TEXT SEGMENT:
[BEGIN]

# Uber not showing all my trips for today?



## jwe1967 (Jul 29, 2015)

I am missing at least 2 trips from my daily trip summary, has this happened to anyone else? I guess I need to contact Uber...


----------



## missplucky (Aug 27, 2015)

Mine aren't showing, either.


----------



## Beandriver (Aug 27, 2015)

Mine too.. last 4 trips recorded but not in earnings.. whats going on.. i sent a few emails butno respond yet.. im in boston


----------



## Megatron of Tarn (Aug 26, 2015)

Me too...has only 2 trips showing in earnings (one from 9:30am, one from 5pm) , but my trip history shows all of the trips I made in between....in Austin


----------



## uberparadise (Aug 2, 2015)

jwe1967 said:


> I am missing at least 2 trips from my daily trip summary, has this happened to anyone else? I guess I need to contact Uber...


You are fine. They are now showing up. Good notetaking is recommended in this line of work.


----------



## smittyinphx (Aug 28, 2015)

I am missing three trips in my pay statement from today - they show in my summary and trips but not my pay statement. I am in phoenix.


----------



## Myndpower (Aug 20, 2015)

I took 7 trips today. None of them are showing in earnings but all of them are showing in trips. I hope this gets corrected.


----------



## Shakenama (Jul 27, 2015)

[END]

EXERCISE TASK A:
Translate this sentence from the forum thread about missing Uber trips into Spanish: "Good notetaking is recommended in this line of work."
EXERCISE TASK B:
Write the next part of the forum thread about missing Uber trips, starting right after its last line.

ENTRIES:
[BEGIN]

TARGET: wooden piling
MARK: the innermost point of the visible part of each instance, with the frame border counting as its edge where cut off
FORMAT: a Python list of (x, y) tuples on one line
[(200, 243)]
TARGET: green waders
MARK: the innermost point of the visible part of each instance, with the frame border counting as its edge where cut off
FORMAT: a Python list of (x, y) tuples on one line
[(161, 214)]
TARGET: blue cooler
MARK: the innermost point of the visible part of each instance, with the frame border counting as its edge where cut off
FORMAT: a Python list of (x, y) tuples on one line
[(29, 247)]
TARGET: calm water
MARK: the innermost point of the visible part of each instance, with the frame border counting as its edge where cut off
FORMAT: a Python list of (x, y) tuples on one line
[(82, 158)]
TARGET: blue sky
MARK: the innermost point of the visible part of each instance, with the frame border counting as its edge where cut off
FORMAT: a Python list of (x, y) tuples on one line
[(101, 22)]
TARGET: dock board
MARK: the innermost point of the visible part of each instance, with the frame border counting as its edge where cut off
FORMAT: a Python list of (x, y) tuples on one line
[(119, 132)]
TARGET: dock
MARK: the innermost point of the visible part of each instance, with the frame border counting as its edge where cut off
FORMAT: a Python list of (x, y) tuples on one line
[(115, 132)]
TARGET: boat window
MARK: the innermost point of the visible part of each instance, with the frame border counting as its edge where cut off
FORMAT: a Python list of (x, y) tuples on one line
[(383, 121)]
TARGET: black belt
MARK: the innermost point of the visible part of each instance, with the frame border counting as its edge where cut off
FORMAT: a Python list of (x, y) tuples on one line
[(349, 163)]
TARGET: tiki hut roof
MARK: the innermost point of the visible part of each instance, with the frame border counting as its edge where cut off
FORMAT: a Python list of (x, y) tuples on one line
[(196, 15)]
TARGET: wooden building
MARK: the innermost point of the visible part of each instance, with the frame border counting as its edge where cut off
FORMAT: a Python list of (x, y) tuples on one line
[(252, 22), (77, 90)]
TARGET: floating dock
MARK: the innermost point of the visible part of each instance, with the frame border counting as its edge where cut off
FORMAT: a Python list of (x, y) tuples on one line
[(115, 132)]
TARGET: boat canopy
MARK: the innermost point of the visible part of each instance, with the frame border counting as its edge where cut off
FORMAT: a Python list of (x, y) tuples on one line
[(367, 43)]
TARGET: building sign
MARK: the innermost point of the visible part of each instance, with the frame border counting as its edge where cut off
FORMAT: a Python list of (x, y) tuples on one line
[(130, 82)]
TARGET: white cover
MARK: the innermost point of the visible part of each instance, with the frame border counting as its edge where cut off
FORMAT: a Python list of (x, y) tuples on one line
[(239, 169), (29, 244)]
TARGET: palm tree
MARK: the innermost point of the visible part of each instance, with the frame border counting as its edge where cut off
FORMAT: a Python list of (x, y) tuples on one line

[END]

REPLY A:
En este tipo de trabajo se recomienda tomar buenas notas.

REPLY B:
Same here... Showing only 2 trips out of the 8 I made today in my earnings statement. One was a $$$ during a 3x surge. Yet all of them appear in my trip logs/maps and I have screenshots of the way bills.


----------



## JennaralZed07 (Aug 26, 2015)

Same here. 5 trips today. One in the early afternoon is appearing in both areas. 4 evening trips are NOT appearing in my statement. I've got screenshots galore so I'm sure, if it's not resolved by tomorrow without emailing them, that a few dozen emails will get it resolved


----------



## flameoff (Jul 10, 2015)

Yup same here, my trips are missing starting Thursday 27th to after midnight Friday 28th 


Update: Now it shows missing previous trips (one at a time and still waiting for 5 more missing trips to show up)!! I did the math based on my screenshots and amounts are correct but none of the $5 cancelled trips aren't showing. Hope this will show with rest of my missing trips.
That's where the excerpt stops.